Data items
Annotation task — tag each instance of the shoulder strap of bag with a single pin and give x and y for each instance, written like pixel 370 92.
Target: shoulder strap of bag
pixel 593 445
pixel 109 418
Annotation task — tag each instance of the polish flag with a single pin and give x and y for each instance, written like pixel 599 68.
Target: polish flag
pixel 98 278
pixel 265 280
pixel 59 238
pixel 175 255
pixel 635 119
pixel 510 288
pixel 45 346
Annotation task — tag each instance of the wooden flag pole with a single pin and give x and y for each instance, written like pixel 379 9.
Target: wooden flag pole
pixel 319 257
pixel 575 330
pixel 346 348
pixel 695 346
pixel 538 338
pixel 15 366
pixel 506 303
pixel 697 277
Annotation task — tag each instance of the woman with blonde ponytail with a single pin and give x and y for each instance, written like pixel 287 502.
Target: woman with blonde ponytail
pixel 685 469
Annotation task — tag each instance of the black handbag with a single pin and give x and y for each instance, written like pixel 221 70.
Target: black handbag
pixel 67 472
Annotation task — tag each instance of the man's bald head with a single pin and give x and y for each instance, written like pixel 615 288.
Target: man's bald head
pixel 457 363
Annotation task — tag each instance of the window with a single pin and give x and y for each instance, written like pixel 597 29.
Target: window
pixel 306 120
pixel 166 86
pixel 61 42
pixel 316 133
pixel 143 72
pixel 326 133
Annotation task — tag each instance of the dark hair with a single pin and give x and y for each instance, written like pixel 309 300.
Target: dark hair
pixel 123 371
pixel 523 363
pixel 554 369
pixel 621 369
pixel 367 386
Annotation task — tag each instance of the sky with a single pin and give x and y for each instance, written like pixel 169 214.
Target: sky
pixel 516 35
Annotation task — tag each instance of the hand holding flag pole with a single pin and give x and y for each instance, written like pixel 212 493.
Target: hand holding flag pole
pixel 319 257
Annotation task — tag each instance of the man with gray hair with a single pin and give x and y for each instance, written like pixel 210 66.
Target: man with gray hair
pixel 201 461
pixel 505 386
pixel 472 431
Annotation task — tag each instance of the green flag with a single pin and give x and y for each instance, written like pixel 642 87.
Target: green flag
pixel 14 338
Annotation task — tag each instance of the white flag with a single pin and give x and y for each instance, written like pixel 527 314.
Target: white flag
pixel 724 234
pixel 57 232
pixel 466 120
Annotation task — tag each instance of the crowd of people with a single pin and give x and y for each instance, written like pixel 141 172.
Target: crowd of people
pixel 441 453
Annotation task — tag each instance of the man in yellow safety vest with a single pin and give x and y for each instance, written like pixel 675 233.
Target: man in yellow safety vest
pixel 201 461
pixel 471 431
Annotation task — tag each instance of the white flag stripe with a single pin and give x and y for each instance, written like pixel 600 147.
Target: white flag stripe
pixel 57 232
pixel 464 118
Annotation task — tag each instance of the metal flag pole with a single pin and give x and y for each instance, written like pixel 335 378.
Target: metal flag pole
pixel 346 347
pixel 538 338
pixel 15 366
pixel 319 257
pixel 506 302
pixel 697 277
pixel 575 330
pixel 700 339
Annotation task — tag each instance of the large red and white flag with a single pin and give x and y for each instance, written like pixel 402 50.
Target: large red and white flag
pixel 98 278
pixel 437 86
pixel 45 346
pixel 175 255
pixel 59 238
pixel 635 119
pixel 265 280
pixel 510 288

What to do: Copy the lines above verbatim, from the line containing "Annotation task — tag each instance of the window" through the line containing "pixel 471 431", with both of those lines included.

Expected answer:
Annotation task — tag each instance of the window with a single pin and give x and y for each instance, written like pixel 597 29.
Target: window
pixel 306 120
pixel 166 86
pixel 61 42
pixel 316 133
pixel 143 72
pixel 326 133
Annotation task — tag each instance of the dark hair with a single pin and give x and y for each instance, written like pixel 309 300.
Target: dark hair
pixel 123 371
pixel 523 363
pixel 554 369
pixel 621 369
pixel 367 386
Annotation task — tag each instance of the sky with a single pin and give x and y for each instance, written like pixel 169 214.
Target: sky
pixel 516 35
Annotation task — tag each instance of the hand holding flag pole with a single pin and give x and y for each instance, written like pixel 212 493.
Target: hand holding flag pole
pixel 319 257
Annotation task — tag each instance of the man with gray hair with a single pin and give x and y for each instance, written like pixel 210 66.
Target: man with gray hair
pixel 201 461
pixel 505 386
pixel 472 431
Annotation task — tag each instance of the green flag with a single pin and give x and y for each instance, written like pixel 642 87.
Target: green flag
pixel 14 338
Annotation task — tag each instance of the white flag with a single pin and give x and y for each instance, written like pixel 527 314.
Target: white flag
pixel 724 234
pixel 57 232
pixel 466 120
Annotation task — tag each instance of the crowd of people with a single pin and give x and y for each instance, written like pixel 141 172.
Target: crowd of people
pixel 441 453
Annotation task — tag each instance of the man in yellow safety vest with a single pin and give x and y for each instance, written like pixel 675 233.
Target: man in yellow safety vest
pixel 201 461
pixel 471 431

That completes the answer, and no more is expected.